Exercise tasks:
**a.** Answer these questions about the disc-storage discussion, one answer per line:
(i) How much data does the .mp3 disc that was made for Lynn hold?
(ii) At lesser quality, how many hours of video can a 4.7gb DVD hold?
(iii) What level of quality does TIVO reach at medium quality?
**b.** Rewrite the disc-storage discussion from "An example is" up to and including "72MB of data.", changing "friend" to "neighbor".
-- BEGIN Excerpt provided --
An example is a friend of mine took some songs from CD and made .mp3 files, then selected some of the .mp3 files and made a disc for me. It is an .mp3 disc, and has less than 72MB of data.

 

If I were to take that data and make a standard music CD from the files, it would take almost the entire 700MB - or possibly even not fit on the disc. It would also be a major degradation of quality compared to the original music CDs.

 

Lynn

 

Hi Lynn -

 

You're right - but you're mostly wrong here. An ISO compliant DVD, one which can play on virtually any player - can contain alot more video TIME than the 2.x hours that "DVD quality" compression offers. Television, even digital, is usually "broadcast quality" and is far lower than DVD quality. One can burn DVDs, that maintain that broadcast quality, that have 4+ hours of video on them. TIVO, at medium quality, is near-broadcast quality. One can burn a DVD with 4 hours on it. At lesser quality, a 4.7gb DVD can hold 6 hours of video. It is still a DVD, and can be played on any DVD player made in the last several years. Like I said, television broadcasts (not incl. HD) are way lower than DVD quality, but most folks enjoy them almost daily. The point is, to closely maintain that broadcast quality, and have a viewable DVD, one can get 4+ hours in the same space as a "DVD quality" disk that contains 2 hours of vid.
-- END Excerpt provided --
-- BEGIN Dataset records --
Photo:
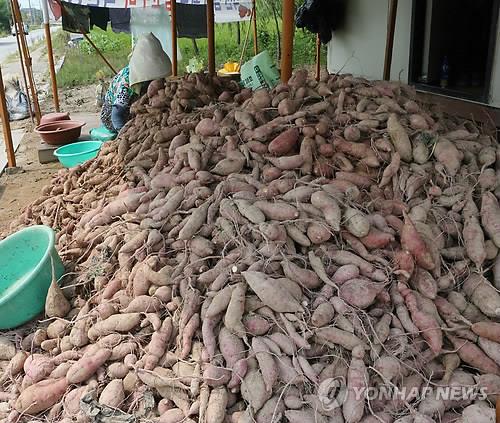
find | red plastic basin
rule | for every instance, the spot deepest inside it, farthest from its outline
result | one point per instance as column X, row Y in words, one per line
column 54, row 117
-- END Dataset records --
Task results:
**a.**
(i) Less than 72MB.
(ii) 6 hours.
(iii) Near-broadcast quality.

**b.**
An example is a neighbor of mine took some songs from CD and made .mp3 files, then selected some of the .mp3 files and made a disc for me. It is an .mp3 disc, and has less than 72MB of data.